● PROBLEM REQUIREMENTS
Repeat the passage about the Dahlgren papers word for word.

# START OF TEXT SECTION

A claimed spelling error (temporarily) salvages a soldier’s reputation
In February 1864, U.S. Maj. Gen. Judson Kilpatrick launched an audacious cavalry raid upon Richmond. The goal was to dash into the city and free thousands of Union prisoners held there. The raid failed. Papers found on the body of Col. Ulric Dahlgren—leading one of Kilpatrick’s columns—revealed a more sinister purpose of the raid. Dahlgren supposedly had written that “once in the City it must be destroyed & Jeff. Davis and Cabinet killed.” Jefferson Davis had photographed copies of the Dahlgren papers published. Confederates were outraged, calling Dahlgren “Ulric the Hun.” In the North, however, the papers were deemed forgeries. Defenders of Dahlgren’s reputation, including his father, Admiral John Dahlgren, pointed out that the photographed papers showed that his last name was misspelled (“Dalhgren”). Clearly, the rebels had made this mistake in their rush to manufacture propaganda.[1]

This “misspelling” defense has been employed ever since. For example, in his classic A Stillness At Appomattox, Bruce Catton argued that in the “photographic copies of the Dahlgren papers…it is fairly easy to see that the signature is misspelled…which would hardly be the case if it were genuine.”[2] Thus was Dahlgren’s memory preserved unsullied, at least for a while.

# END OF TEXT SECTION
# START OF EXTRACTED RECORDS

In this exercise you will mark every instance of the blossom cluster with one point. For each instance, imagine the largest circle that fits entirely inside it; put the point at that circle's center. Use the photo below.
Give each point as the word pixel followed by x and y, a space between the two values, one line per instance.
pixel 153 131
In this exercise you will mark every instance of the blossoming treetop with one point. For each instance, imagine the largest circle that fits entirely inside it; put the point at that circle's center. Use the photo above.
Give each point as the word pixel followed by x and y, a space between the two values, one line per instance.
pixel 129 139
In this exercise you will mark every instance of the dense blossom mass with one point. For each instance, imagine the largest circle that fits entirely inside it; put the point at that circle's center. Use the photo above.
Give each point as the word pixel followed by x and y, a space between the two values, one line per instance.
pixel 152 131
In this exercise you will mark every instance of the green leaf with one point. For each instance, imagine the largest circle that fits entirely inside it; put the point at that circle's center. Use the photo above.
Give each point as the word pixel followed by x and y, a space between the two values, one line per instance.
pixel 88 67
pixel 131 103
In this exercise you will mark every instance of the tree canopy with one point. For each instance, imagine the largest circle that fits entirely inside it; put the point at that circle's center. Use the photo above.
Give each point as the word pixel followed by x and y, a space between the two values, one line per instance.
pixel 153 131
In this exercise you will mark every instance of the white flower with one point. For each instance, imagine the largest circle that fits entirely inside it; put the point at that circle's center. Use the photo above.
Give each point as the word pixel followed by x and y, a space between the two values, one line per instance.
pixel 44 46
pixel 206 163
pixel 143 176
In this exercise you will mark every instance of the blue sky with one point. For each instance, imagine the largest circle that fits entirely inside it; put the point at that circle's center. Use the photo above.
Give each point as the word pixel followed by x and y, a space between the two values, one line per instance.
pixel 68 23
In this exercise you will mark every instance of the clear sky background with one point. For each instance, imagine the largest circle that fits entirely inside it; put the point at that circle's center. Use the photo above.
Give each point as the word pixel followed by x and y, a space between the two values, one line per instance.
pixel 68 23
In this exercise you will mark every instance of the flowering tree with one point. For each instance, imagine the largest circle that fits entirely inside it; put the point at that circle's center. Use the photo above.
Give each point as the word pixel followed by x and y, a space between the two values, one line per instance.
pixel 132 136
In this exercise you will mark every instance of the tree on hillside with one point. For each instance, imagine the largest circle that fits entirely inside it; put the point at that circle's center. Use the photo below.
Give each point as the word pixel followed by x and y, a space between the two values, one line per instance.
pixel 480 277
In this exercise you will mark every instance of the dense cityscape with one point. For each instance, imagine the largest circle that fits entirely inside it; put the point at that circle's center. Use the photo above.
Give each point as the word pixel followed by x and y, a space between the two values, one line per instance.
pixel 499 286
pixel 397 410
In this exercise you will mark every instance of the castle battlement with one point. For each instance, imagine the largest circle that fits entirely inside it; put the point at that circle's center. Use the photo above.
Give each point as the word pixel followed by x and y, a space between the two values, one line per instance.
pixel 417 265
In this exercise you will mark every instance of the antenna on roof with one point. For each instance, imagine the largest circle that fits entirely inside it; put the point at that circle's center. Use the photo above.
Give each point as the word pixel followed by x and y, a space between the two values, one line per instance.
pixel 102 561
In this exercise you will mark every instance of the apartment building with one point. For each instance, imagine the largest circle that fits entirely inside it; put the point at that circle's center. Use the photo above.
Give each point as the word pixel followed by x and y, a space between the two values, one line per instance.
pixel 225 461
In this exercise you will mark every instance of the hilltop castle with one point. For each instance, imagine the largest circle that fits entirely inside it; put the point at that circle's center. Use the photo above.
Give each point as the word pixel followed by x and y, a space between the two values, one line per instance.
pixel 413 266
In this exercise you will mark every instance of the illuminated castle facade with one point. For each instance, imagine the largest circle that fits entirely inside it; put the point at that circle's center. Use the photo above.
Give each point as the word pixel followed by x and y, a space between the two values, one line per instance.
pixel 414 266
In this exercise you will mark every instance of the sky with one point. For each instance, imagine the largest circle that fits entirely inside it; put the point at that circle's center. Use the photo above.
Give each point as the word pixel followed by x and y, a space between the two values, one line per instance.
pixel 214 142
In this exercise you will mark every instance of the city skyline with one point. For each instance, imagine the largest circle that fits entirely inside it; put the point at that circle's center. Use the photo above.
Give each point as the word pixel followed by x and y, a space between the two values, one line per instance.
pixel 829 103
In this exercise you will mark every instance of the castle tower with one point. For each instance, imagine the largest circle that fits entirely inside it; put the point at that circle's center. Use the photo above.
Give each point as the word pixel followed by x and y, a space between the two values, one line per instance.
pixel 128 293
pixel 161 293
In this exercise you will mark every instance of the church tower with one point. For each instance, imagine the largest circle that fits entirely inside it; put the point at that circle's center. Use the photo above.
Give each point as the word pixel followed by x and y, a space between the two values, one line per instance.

# END OF EXTRACTED RECORDS

● RESPONSE FOR THIS EXERCISE
A claimed spelling error (temporarily) salvages a soldier’s reputation
In February 1864, U.S. Maj. Gen. Judson Kilpatrick launched an audacious cavalry raid upon Richmond. The goal was to dash into the city and free thousands of Union prisoners held there. The raid failed. Papers found on the body of Col. Ulric Dahlgren—leading one of Kilpatrick’s columns—revealed a more sinister purpose of the raid. Dahlgren supposedly had written that “once in the City it must be destroyed & Jeff. Davis and Cabinet killed.” Jefferson Davis had photographed copies of the Dahlgren papers published. Confederates were outraged, calling Dahlgren “Ulric the Hun.” In the North, however, the papers were deemed forgeries. Defenders of Dahlgren’s reputation, including his father, Admiral John Dahlgren, pointed out that the photographed papers showed that his last name was misspelled (“Dalhgren”). Clearly, the rebels had made this mistake in their rush to manufacture propaganda.[1]

This “misspelling” defense has been employed ever since. For example, in his classic A Stillness At Appomattox, Bruce Catton argued that in the “photographic copies of the Dahlgren papers…it is fairly easy to see that the signature is misspelled…which would hardly be the case if it were genuine.”[2] Thus was Dahlgren’s memory preserved unsullied, at least for a while.